**Work instructions:** Rewrite all of the material below, replacing "retail-facing audit" with "quality review" and keeping everything else unchanged. Leave the pictures out of your version.

**The data:**
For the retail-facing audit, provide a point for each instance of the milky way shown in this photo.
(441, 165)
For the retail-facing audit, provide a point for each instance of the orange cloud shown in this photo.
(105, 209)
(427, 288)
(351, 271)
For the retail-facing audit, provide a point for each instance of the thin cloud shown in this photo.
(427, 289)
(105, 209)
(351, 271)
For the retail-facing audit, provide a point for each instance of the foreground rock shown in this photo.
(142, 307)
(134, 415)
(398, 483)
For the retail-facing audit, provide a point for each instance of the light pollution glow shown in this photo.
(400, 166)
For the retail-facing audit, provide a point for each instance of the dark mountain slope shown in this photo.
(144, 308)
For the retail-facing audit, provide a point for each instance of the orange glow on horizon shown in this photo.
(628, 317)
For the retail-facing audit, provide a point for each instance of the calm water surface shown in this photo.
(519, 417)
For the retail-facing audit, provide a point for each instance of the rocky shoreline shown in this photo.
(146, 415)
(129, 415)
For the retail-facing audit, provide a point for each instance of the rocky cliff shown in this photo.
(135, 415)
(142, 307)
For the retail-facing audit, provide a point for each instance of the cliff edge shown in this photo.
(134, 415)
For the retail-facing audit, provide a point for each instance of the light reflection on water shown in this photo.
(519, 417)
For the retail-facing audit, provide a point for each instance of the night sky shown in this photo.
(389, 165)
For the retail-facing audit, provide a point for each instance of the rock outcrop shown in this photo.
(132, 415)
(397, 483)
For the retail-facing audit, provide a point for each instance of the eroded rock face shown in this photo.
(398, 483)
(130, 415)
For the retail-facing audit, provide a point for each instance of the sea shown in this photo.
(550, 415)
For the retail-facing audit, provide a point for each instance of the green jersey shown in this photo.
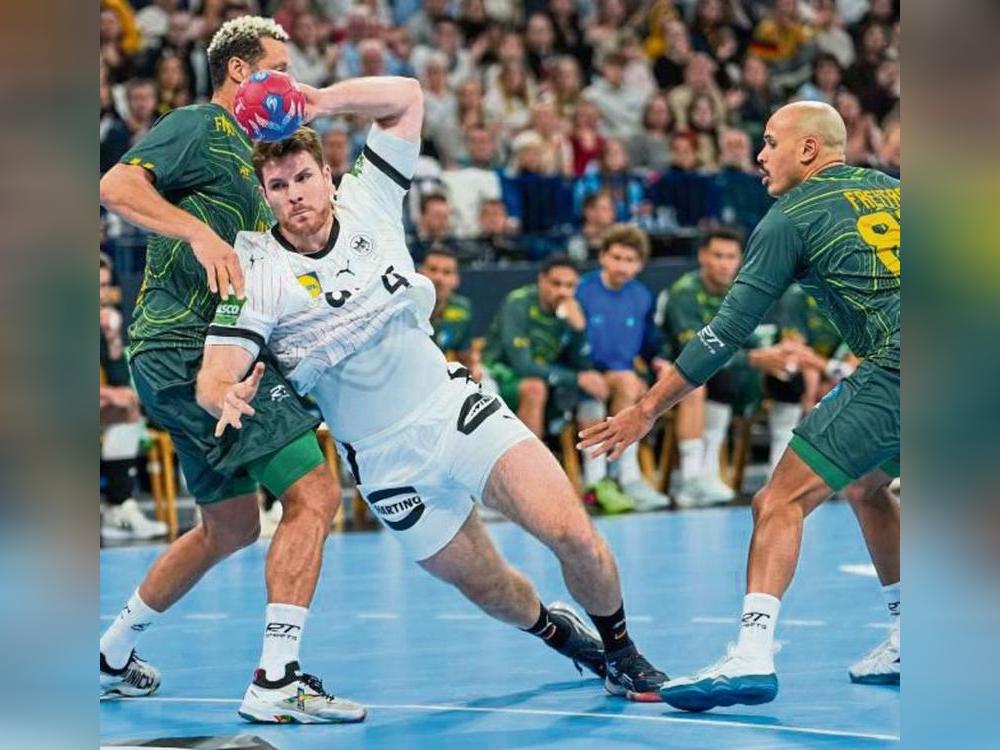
(799, 313)
(535, 343)
(453, 327)
(200, 160)
(838, 235)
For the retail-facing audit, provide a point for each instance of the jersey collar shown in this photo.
(334, 234)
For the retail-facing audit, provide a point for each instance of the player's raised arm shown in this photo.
(394, 102)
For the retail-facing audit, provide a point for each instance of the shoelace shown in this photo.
(315, 684)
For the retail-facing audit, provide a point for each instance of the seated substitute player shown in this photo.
(452, 315)
(703, 418)
(835, 229)
(620, 327)
(537, 352)
(418, 435)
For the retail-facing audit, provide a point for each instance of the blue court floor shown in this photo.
(435, 673)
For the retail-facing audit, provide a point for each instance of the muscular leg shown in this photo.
(779, 510)
(877, 510)
(532, 395)
(296, 553)
(471, 563)
(528, 486)
(225, 527)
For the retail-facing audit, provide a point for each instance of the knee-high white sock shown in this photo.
(628, 465)
(717, 418)
(281, 638)
(760, 615)
(120, 638)
(781, 420)
(692, 454)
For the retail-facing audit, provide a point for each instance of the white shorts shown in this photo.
(417, 476)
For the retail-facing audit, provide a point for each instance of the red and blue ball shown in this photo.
(269, 105)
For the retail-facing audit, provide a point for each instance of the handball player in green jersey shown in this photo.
(190, 182)
(835, 230)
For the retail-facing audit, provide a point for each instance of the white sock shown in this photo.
(120, 638)
(628, 465)
(717, 418)
(760, 615)
(692, 454)
(281, 638)
(781, 420)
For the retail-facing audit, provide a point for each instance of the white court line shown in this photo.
(581, 714)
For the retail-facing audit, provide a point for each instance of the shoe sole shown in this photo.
(566, 611)
(624, 692)
(750, 690)
(268, 713)
(875, 679)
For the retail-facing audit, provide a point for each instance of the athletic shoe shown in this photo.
(136, 678)
(607, 498)
(584, 646)
(880, 666)
(716, 491)
(691, 494)
(124, 522)
(296, 698)
(631, 676)
(269, 519)
(733, 679)
(645, 497)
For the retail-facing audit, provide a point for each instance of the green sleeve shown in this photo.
(773, 260)
(174, 150)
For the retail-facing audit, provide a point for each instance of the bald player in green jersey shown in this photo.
(190, 182)
(835, 229)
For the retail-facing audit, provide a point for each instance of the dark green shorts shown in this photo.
(266, 450)
(854, 429)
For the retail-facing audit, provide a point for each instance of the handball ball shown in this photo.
(269, 105)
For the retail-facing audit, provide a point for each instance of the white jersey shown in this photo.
(313, 311)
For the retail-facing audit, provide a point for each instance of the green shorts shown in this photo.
(854, 429)
(275, 447)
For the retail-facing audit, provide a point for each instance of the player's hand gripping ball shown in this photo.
(269, 105)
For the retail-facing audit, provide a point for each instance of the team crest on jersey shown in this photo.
(361, 244)
(310, 282)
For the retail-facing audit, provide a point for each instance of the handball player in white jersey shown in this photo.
(333, 300)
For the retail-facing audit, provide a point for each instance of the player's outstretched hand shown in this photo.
(236, 402)
(221, 264)
(615, 434)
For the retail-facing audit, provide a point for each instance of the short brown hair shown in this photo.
(628, 235)
(303, 139)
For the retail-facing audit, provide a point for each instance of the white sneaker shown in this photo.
(269, 519)
(880, 666)
(691, 494)
(127, 521)
(646, 498)
(136, 678)
(296, 698)
(716, 491)
(736, 678)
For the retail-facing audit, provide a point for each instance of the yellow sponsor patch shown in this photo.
(310, 282)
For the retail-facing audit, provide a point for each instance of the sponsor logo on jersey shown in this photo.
(361, 244)
(398, 507)
(475, 410)
(310, 282)
(228, 311)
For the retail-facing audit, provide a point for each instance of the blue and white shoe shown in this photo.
(880, 666)
(733, 679)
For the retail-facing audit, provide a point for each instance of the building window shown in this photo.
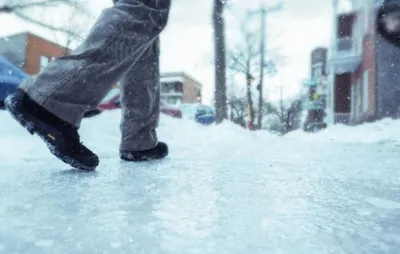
(365, 91)
(44, 61)
(171, 87)
(353, 101)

**Exercise solution:**
For the quality review, provide a point for each instance of the milky way shown in this photo.
(441, 165)
For the quality review, provide a point for each instance of the orange cloud shown in this photo.
(105, 209)
(427, 288)
(351, 271)
For the quality review, provide a point for each instance of the thin cloud shown in this photo.
(427, 289)
(105, 209)
(351, 271)
For the quality review, provide a point for each instance of the foreground rock shown in this photo.
(142, 307)
(134, 415)
(398, 483)
For the quality review, provide a point for each instance of the light pollution glow shown in this photo.
(400, 166)
For the quality review, provide a point for each instance of the dark mountain slope shown in this photo.
(144, 308)
For the quality review, provide a point for each instance of the orange glow on horizon shown in this photo.
(628, 317)
For the quality review, provide a point for each instance of the calm water surface shown in this photo.
(519, 417)
For the quality review, provide a point for each instance of the rocky shoreline shown in this photo.
(146, 415)
(129, 415)
For the quality review, provide a point for each instance of the rocky cliff shown in this photo.
(135, 415)
(142, 307)
For the quality review, provide a point for each instance of the cliff edge shown in this photo.
(134, 415)
For the quality review, provide a point for each instance of the light reflection on water shown in this photo.
(519, 417)
For the quality review, provide a point for each instance of the night sky shown in this photo.
(389, 165)
For the quality review, provide a point for each instance of the rock outcrop shown in this photo.
(132, 415)
(397, 483)
For the quality review, provide a point for each instance of the eroded rock face shown in this photo.
(398, 483)
(130, 415)
For the quality review, provide a point for each instance of the sea shown in this photo.
(550, 415)
For the quality review, provide a point for each instance of the green jersey shown in this photo.
(799, 313)
(535, 343)
(453, 327)
(200, 160)
(838, 235)
For the quality review, provide a point for each instance of the jersey collar shown in this photo.
(334, 234)
For the quality review, provide a point for each instance of the player's raised arm shown in this photo.
(394, 102)
For the quality review, provide a point for each instance of the shoelace shown in this photo.
(315, 684)
For the quality review, provide a point for each instance of the seated substitute player shown in this photo.
(452, 315)
(703, 418)
(835, 229)
(620, 327)
(537, 352)
(418, 435)
For the quality review, provide a point for each instance of the blue court floor shown in this photo.
(435, 673)
For the quality review, provide a point for each instance of the muscular leg shown in this photo.
(779, 510)
(877, 510)
(532, 395)
(296, 553)
(471, 563)
(528, 486)
(225, 527)
For the quality review, provide a point for each instance of the knee-high white sock shown in this photo.
(628, 465)
(717, 418)
(281, 638)
(760, 615)
(120, 638)
(781, 420)
(692, 454)
For the quality review, provide a point for each instance of the white shorts shown in this photo.
(417, 476)
For the quality review, provide a point for each instance of the red and blue ball shown in this photo.
(269, 105)
For the quality review, provide a point for each instance of the handball player in green jersey shown in this photo.
(190, 182)
(835, 230)
For the quality review, provide a point for each instance of the white sock shown in this photo.
(120, 638)
(628, 465)
(717, 418)
(760, 615)
(692, 454)
(281, 638)
(781, 420)
For the quality review, provide a point for each instance of the white court line shown in this photo.
(581, 714)
For the quality review, provide a point for each instance of the shoe sole shown in this photo.
(566, 611)
(624, 692)
(750, 690)
(268, 713)
(875, 679)
For the quality review, provide a point for each instance of the athletic shoe shown in this photo.
(136, 678)
(607, 498)
(584, 646)
(880, 666)
(716, 491)
(691, 494)
(124, 522)
(296, 698)
(631, 676)
(269, 519)
(733, 679)
(645, 497)
For the quality review, provide a point for each instance of the green sleeve shown in this photo.
(773, 260)
(174, 150)
For the quality review, provide a point for each instance of the bald player in green jersey shown in this photo.
(190, 182)
(835, 229)
For the quality review, provide a point for each instance of the dark green shorts shown in this photo.
(266, 450)
(854, 429)
For the quality review, provide a point for each instance of the handball ball shown in this photo.
(269, 105)
For the quality review, provide a point for each instance of the white jersey shown in this photo.
(313, 311)
For the quality review, provide a point for each instance of the green shorts shown in this photo.
(854, 429)
(275, 447)
For the quality review, provide a point for each instance of the player's hand gripping ball shown in this photo.
(269, 105)
For the quality review, provide a point for each instance of the team crest on jersey shown in this photo.
(361, 244)
(310, 282)
For the quality review, provide a point for each instance of the handball player in white jersey shown in this photo.
(333, 300)
For the quality review, provide a point for each instance of the player's outstretched hand shown in this photo.
(236, 402)
(221, 264)
(615, 434)
For the quality review, provide a point for each instance of the short brown hair shown in this photo.
(628, 235)
(303, 139)
For the quality review, provide a point for each instance of the white sneaker shown in this photo.
(269, 519)
(880, 666)
(691, 494)
(127, 521)
(646, 498)
(136, 678)
(296, 698)
(716, 491)
(736, 678)
For the quality review, provide a point for each instance of the yellow sponsor patch shown in this photo.
(310, 282)
For the quality review, provide a point for each instance of the sponsor logo on jersey shown in this photo.
(361, 244)
(398, 507)
(475, 410)
(310, 282)
(228, 311)
For the quality review, provide a point for each instance of the blue and white shoe shown in this photo.
(880, 666)
(733, 679)
For the quality review, provide a point for each instance of the building window shown in this photo.
(365, 91)
(44, 61)
(171, 87)
(353, 101)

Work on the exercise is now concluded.